Locate every line in the entries below that contains the string "stone" and copy each such line. Matching is case-sensitive.

**EXERCISE MATERIALS:**
· · · · ·

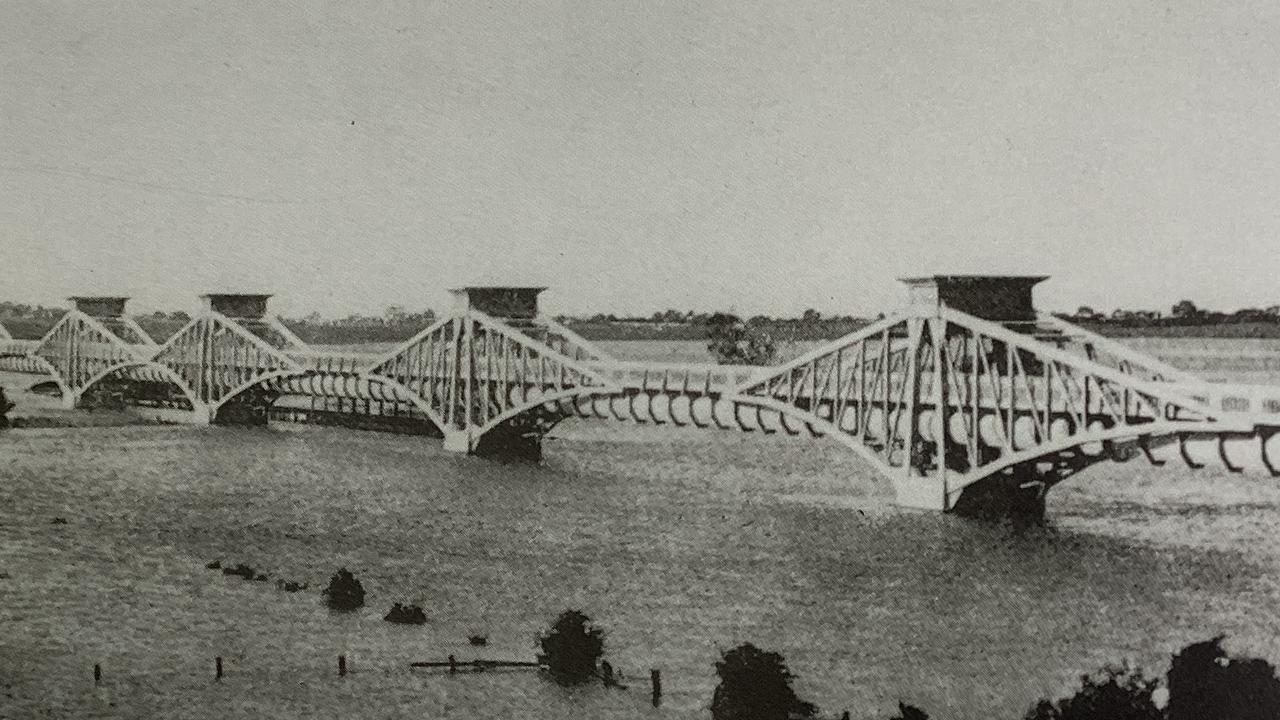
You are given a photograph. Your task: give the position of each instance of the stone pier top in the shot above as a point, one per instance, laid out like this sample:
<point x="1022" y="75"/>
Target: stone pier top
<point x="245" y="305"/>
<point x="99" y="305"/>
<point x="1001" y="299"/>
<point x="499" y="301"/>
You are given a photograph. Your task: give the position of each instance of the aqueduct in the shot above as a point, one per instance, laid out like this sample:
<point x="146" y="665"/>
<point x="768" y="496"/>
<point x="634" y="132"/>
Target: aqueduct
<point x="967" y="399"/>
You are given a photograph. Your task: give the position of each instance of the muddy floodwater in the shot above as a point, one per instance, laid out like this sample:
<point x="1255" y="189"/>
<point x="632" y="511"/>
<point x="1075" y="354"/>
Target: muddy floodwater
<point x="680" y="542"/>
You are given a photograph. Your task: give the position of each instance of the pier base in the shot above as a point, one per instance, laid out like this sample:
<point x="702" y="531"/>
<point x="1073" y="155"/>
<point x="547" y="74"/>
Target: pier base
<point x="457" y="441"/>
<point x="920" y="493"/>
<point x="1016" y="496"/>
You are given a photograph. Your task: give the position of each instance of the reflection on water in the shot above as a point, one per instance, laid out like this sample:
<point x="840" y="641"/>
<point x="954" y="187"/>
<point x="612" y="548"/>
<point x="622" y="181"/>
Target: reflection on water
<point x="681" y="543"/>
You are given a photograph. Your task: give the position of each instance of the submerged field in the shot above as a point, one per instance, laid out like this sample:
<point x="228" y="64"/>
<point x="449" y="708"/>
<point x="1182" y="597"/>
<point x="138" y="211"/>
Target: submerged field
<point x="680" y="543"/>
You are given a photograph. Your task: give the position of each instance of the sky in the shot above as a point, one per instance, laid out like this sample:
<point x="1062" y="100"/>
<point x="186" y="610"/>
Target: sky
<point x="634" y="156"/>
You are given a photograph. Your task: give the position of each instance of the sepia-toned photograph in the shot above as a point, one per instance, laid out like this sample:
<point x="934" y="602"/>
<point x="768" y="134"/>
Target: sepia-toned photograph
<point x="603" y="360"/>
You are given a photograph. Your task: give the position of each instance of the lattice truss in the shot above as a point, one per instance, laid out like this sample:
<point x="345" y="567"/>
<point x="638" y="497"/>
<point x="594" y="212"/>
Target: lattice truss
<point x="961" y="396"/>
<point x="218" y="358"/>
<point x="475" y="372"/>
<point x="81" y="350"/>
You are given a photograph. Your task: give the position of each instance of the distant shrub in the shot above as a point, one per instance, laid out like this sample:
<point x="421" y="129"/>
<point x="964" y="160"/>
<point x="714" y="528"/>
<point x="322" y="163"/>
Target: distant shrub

· · · · ·

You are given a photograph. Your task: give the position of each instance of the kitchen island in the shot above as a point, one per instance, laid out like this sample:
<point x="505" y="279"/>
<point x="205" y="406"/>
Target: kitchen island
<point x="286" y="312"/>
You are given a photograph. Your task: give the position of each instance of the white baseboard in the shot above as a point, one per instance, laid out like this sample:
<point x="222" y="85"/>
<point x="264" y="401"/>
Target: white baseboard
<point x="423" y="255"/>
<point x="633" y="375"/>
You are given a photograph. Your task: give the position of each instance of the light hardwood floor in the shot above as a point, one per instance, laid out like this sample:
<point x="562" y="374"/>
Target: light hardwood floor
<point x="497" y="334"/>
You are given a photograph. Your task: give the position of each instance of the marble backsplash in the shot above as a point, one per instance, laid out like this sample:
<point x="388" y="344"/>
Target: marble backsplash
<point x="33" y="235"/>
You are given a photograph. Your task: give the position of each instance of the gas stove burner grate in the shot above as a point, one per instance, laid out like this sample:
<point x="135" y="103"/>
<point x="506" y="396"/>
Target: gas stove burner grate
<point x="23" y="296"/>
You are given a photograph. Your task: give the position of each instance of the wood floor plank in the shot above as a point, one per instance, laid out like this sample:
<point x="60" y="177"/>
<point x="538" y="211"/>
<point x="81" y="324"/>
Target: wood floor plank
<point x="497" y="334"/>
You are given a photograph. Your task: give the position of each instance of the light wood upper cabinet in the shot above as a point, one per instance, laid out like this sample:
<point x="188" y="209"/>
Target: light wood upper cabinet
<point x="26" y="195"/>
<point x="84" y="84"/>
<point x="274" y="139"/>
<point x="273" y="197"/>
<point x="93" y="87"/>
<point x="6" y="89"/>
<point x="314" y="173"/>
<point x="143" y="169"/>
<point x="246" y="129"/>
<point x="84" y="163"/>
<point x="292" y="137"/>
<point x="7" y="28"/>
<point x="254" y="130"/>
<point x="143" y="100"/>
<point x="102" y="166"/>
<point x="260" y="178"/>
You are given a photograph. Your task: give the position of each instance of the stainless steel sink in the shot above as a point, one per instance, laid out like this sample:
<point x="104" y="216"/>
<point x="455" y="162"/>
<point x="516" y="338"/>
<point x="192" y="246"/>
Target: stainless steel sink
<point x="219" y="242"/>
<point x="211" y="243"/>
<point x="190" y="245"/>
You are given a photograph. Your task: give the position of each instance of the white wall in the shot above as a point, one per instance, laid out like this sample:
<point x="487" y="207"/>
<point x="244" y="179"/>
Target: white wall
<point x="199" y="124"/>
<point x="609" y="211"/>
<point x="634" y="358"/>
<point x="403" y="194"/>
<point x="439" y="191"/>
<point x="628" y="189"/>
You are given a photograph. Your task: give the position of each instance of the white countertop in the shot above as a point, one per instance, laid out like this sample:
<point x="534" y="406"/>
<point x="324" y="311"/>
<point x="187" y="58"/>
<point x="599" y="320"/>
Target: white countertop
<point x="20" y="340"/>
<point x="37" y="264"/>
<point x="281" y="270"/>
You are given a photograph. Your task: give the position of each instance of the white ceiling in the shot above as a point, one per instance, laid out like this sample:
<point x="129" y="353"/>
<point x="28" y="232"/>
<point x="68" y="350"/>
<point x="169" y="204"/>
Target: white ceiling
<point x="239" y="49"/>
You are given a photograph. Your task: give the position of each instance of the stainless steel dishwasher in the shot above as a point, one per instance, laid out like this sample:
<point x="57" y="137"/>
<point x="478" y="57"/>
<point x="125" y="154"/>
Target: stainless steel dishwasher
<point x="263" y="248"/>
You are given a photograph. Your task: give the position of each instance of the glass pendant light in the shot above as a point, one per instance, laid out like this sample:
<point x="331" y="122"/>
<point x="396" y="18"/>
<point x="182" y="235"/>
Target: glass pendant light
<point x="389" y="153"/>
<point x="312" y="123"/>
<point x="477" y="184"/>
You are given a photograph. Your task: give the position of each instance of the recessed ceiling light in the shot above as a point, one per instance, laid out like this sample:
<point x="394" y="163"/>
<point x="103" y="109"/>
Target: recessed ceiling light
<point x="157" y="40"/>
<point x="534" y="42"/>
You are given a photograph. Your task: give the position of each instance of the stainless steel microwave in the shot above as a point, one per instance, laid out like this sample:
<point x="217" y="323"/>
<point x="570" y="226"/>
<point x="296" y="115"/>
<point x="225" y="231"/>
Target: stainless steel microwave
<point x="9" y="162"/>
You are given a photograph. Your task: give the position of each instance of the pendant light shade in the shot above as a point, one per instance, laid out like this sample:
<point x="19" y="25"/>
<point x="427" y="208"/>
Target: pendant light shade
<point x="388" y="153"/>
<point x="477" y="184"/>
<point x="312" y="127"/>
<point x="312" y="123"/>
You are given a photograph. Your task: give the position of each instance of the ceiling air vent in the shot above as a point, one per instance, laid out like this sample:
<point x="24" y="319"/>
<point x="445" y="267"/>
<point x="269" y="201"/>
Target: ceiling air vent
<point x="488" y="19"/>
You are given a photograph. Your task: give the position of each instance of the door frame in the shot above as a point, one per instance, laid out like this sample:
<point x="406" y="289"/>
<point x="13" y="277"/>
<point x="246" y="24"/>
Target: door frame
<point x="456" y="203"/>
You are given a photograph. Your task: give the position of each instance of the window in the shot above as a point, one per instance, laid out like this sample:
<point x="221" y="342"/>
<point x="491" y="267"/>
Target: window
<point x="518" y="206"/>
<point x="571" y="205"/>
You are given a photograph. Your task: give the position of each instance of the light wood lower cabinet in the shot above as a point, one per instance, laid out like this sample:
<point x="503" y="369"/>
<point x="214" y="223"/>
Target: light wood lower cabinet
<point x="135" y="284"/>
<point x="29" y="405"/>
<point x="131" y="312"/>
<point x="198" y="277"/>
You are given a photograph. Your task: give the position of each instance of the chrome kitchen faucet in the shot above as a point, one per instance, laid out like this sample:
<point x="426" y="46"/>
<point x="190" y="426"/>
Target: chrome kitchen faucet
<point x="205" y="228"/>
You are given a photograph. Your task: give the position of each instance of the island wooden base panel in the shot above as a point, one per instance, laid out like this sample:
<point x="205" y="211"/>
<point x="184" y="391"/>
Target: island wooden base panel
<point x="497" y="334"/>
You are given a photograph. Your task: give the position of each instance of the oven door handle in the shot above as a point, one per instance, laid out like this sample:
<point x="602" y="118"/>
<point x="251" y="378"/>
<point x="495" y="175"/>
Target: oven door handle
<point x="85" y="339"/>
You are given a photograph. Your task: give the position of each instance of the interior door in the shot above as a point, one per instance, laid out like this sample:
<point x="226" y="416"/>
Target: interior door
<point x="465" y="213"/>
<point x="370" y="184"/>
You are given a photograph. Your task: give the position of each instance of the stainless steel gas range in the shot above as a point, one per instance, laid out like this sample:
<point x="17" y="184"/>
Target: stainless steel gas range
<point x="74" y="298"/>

· · · · ·

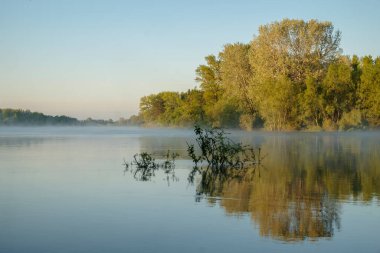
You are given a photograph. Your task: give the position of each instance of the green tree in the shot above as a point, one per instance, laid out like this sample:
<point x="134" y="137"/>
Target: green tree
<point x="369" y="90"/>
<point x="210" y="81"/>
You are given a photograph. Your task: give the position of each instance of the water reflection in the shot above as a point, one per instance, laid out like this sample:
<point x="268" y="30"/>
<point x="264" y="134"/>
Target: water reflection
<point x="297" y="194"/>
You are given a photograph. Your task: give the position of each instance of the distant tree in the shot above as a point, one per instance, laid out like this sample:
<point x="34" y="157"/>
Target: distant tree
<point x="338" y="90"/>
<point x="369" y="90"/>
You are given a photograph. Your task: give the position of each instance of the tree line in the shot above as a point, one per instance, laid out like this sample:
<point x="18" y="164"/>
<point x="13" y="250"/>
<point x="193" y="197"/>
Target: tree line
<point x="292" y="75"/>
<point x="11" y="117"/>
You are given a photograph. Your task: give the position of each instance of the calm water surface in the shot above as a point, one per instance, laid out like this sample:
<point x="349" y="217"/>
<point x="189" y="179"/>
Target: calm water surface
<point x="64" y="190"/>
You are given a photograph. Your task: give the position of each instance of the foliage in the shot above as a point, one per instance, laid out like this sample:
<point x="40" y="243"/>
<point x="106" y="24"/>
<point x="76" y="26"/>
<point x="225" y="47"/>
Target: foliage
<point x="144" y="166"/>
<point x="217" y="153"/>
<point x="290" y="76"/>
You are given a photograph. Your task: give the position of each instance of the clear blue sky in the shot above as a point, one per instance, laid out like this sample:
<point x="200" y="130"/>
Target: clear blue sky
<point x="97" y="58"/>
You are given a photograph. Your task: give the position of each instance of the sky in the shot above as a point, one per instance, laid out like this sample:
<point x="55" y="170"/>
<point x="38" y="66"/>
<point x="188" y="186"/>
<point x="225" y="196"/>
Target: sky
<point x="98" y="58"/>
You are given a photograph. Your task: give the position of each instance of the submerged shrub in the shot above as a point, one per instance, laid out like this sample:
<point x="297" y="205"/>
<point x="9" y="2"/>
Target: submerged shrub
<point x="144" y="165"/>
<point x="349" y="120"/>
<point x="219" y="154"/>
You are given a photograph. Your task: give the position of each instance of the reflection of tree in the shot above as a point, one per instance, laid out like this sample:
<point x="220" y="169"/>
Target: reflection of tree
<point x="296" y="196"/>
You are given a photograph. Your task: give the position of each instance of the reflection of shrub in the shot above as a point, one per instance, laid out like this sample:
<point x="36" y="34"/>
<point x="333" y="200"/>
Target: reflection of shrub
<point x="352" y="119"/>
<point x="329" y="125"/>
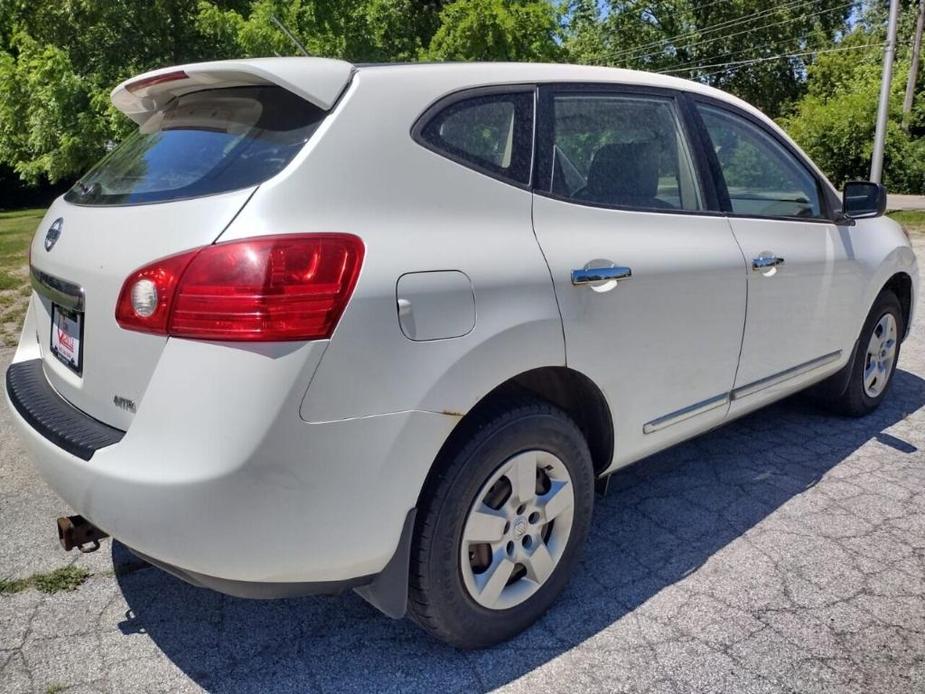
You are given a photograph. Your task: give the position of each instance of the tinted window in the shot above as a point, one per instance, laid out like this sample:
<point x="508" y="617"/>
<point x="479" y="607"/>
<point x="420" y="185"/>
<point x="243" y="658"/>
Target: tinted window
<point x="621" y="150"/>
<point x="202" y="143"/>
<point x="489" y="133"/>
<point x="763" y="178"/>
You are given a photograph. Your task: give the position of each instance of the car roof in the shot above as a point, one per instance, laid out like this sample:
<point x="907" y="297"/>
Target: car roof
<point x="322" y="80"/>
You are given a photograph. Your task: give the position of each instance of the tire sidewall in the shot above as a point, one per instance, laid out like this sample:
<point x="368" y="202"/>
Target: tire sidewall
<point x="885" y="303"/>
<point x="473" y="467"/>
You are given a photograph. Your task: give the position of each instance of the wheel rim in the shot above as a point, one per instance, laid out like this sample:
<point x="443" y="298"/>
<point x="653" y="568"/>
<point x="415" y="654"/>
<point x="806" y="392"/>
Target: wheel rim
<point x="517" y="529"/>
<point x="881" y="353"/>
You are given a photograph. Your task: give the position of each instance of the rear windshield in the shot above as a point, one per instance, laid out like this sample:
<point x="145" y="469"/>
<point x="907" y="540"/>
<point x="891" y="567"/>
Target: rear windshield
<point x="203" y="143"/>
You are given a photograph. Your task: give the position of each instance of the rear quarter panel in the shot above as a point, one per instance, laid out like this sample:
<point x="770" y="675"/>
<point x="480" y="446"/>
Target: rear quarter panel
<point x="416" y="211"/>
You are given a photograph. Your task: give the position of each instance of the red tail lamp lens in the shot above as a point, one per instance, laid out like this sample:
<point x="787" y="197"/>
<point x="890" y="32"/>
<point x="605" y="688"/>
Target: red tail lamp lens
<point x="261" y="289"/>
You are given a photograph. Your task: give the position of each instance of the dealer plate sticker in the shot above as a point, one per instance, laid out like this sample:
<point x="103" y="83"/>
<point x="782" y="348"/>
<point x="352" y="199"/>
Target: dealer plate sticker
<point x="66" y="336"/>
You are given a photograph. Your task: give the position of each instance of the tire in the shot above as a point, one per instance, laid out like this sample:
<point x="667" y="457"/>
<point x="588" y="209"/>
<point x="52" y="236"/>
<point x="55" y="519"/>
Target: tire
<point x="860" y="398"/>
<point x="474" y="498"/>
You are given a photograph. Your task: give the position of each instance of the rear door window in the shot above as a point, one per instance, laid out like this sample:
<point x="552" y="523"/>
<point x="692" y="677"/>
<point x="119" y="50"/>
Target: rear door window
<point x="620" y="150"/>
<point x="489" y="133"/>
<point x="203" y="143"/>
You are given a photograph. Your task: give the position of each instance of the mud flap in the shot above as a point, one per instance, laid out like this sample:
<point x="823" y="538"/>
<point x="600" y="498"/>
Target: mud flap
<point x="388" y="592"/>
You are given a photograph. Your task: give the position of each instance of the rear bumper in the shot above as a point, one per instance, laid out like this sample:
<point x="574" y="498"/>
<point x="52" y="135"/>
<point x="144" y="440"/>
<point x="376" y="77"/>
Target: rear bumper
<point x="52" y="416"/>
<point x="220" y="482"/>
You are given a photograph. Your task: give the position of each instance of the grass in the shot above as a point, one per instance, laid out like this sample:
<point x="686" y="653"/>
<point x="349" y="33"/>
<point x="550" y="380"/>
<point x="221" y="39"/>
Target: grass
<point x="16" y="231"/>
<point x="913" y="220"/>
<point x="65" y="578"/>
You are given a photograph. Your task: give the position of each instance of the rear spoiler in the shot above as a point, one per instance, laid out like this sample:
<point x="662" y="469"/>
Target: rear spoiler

· · · · ·

**ANSWER:**
You are given a photograph. Your task: give the position of each instance of the stone pier top in the shot above as a point, one per instance, laid out like this sample:
Target: stone pier top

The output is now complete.